◆ **Görev Tanımı 1**: Aşağıdaki sivil toplum yazısına göre şu ifadeler doğru mu: (a) Sivil toplum, insanların kendi iradeleriyle oluşturdukları dernekler, vakıflar, girişimler ve platformlardır. (b) Avrupa'da Orta Çağ sonrasında toplum sendikalar üzerinden kontrol edilmiştir. (c) Brüksel gibi büyük şehirlerin eski merkezinde Şehir Yönetimi binası, lonca binalarının etrafında yer alır. Her birine evet ya da hayır diye karşılık verip kararı belirleyen sözleri metinden birebir alıntılayın.

◆ **Okuma Metni**:
####

Türkiye’de Sivil Toplum

Vicdan Vakfı için

by Sanar

27.11.2024
“Filanca Bakanlık sivil toplumla görüştü”
Kimmiş sivil toplum?
Meslek Odaları, Sendikalar, bir de TÜSİAD, MÜSİAD gibi sermaye örgütleri.
Doğrusu: İnsanların kendi iradeleriyle oluşturdukları dernekler, vakıflar, girişimler, platformlar.
Avrupa’da, Orta Çağ sonrası toplum Meslek Örgütleri (Loncalar) üzerinden kontrol edilmiş. Büyük şehirlerin -örneğin Brüksel- eski merkezinde geniş bir çiçekli sahanın etrafında, ortada Şehir Yönetimi (Belediye diyelim) ve etrafında her biri ayrı bir meslek loncasının binaları yer alıyor.

####

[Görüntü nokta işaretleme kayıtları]
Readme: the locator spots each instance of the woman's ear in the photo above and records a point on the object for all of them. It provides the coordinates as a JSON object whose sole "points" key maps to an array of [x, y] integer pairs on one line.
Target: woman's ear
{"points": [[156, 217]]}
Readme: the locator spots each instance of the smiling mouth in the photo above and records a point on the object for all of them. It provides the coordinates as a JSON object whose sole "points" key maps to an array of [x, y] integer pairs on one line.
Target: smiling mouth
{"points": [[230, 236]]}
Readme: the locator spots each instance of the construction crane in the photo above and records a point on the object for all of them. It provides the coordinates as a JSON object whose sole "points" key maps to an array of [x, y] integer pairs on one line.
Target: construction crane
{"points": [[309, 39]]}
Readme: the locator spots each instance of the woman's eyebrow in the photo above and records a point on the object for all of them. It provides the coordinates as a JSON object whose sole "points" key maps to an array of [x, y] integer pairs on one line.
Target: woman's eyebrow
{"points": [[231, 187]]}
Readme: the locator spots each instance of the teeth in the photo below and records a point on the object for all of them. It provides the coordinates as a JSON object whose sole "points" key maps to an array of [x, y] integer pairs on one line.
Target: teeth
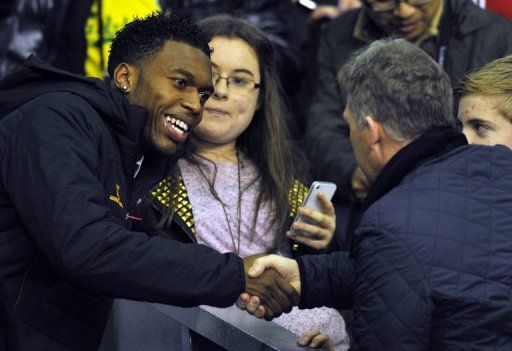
{"points": [[177, 123]]}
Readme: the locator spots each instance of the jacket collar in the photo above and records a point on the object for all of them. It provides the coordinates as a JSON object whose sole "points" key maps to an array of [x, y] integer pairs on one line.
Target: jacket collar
{"points": [[432, 144]]}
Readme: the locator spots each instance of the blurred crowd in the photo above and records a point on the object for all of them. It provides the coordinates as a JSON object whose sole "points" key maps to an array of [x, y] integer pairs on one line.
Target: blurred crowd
{"points": [[264, 97]]}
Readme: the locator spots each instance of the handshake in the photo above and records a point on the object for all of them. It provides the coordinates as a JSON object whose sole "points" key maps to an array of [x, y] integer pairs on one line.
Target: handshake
{"points": [[272, 286]]}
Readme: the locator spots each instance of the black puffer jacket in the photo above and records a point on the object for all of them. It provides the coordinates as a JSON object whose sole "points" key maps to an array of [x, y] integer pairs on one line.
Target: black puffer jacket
{"points": [[67, 148]]}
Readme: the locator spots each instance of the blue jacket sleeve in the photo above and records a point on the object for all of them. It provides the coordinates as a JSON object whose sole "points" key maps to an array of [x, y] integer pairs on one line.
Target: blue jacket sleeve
{"points": [[392, 310]]}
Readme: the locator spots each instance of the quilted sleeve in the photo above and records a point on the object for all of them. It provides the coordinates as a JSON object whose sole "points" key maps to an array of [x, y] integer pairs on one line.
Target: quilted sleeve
{"points": [[392, 310]]}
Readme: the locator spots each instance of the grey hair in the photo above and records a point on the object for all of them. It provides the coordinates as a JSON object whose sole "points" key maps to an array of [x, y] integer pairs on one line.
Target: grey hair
{"points": [[399, 85]]}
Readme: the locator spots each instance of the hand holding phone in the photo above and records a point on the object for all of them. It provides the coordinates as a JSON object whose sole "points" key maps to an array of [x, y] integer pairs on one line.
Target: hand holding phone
{"points": [[315, 223]]}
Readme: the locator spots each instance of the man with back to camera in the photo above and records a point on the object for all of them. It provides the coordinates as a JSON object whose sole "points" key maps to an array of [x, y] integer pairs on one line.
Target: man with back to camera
{"points": [[456, 33], [68, 152], [431, 262]]}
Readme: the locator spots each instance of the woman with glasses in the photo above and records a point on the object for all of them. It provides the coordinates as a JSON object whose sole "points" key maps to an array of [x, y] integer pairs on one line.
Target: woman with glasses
{"points": [[238, 185]]}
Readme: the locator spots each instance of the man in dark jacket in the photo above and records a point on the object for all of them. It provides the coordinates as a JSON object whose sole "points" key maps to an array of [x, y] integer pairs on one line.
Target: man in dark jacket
{"points": [[456, 33], [68, 152], [431, 262]]}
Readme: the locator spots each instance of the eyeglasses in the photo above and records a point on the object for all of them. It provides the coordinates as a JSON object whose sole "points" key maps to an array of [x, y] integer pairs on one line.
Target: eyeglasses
{"points": [[237, 85], [390, 5]]}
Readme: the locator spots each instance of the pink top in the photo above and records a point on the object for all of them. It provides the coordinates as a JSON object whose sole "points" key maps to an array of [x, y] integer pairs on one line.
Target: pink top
{"points": [[212, 230]]}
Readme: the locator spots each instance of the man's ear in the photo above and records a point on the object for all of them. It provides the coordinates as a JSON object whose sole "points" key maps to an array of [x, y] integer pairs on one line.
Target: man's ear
{"points": [[125, 77], [374, 132]]}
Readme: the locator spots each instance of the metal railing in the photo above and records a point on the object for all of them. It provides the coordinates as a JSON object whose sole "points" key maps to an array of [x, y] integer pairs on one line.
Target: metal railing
{"points": [[148, 326]]}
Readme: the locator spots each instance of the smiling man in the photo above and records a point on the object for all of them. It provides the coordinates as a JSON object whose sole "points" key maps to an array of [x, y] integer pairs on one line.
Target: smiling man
{"points": [[68, 152], [456, 33]]}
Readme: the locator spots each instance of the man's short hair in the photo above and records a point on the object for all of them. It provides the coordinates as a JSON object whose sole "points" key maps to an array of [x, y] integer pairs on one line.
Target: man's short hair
{"points": [[399, 85], [493, 80], [145, 37]]}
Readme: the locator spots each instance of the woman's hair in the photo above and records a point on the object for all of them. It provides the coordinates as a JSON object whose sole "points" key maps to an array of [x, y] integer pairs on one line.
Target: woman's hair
{"points": [[266, 141], [493, 80]]}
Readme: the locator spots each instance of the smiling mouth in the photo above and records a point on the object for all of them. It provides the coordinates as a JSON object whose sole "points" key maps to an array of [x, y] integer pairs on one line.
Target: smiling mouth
{"points": [[216, 112], [176, 128]]}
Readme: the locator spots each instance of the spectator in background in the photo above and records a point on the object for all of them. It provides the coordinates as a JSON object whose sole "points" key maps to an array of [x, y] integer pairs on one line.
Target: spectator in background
{"points": [[240, 180], [485, 105], [276, 18], [71, 35], [456, 33], [69, 147], [76, 35], [431, 263]]}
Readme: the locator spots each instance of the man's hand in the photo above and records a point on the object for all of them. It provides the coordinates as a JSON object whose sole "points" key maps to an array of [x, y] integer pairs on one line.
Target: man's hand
{"points": [[319, 233], [275, 293], [359, 184], [316, 340], [288, 270]]}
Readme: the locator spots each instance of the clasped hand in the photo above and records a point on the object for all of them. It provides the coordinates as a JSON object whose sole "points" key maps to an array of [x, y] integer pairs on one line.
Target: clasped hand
{"points": [[272, 286]]}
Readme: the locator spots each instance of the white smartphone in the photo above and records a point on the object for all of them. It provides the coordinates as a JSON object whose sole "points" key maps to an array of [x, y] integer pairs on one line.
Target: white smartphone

####

◆ **Görev Tanımı 2**: Kayıtlarda "Readme: the locator spots each instance of the blurred" ifadesini içeren satırdan "Target: blurred crowd" ifadesini içeren satıra kadar, iki uçtaki satırlar da dahil olmak üzere, satırları aynen aktarın.

◆ **Tam Yanıt 1**:
(a) Evet: "Doğrusu: İnsanların kendi iradeleriyle oluşturdukları dernekler, vakıflar, girişimler, platformlar."
(b) Hayır: "Avrupa’da, Orta Çağ sonrası toplum Meslek Örgütleri (Loncalar) üzerinden kontrol edilmiş."
(c) Hayır: "ortada Şehir Yönetimi (Belediye diyelim) ve etrafında her biri ayrı bir meslek loncasının binaları yer alıyor."

◆ **Tam Yanıt 2**:
Readme: the locator spots each instance of the blurred crowd in the photo above and records a point on the object for all of them. It provides the coordinates as a JSON object whose sole "points" key maps to an array of [x, y] integer pairs on one line.
Target: blurred crowd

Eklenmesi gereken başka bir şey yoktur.